### Problem statement
Find every line in the entries below that contains the string "Target", matching case exactly, and copy each of those lines.
-------- Materials provided
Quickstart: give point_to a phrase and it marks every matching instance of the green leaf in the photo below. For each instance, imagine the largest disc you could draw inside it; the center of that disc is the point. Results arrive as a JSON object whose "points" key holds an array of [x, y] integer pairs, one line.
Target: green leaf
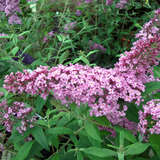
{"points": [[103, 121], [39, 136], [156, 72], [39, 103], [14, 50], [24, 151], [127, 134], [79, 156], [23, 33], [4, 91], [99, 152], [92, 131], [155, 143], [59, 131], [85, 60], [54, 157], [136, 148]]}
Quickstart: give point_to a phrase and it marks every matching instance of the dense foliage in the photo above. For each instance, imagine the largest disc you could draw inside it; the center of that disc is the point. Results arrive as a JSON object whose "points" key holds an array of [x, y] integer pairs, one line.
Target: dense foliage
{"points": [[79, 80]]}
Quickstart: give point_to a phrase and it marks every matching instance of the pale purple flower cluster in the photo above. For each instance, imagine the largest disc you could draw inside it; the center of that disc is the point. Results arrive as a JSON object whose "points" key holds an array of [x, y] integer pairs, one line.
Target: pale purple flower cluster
----------------
-------- Materials provided
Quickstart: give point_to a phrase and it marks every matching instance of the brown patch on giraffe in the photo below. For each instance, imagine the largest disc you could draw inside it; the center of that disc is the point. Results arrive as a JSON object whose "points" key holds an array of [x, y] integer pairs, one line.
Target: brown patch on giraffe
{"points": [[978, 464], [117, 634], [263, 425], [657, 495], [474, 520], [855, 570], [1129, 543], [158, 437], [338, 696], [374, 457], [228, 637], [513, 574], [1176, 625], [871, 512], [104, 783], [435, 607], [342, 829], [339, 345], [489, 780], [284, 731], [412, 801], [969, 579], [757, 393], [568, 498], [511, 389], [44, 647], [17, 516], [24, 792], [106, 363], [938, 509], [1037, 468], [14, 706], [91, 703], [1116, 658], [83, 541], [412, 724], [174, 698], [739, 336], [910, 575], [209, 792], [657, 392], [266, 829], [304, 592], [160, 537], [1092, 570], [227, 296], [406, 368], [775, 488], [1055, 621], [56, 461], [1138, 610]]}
----------------
### Output of the exercise
Target: green leaf
Target: dense foliage
Target: pale purple flower cluster
Target: brown patch on giraffe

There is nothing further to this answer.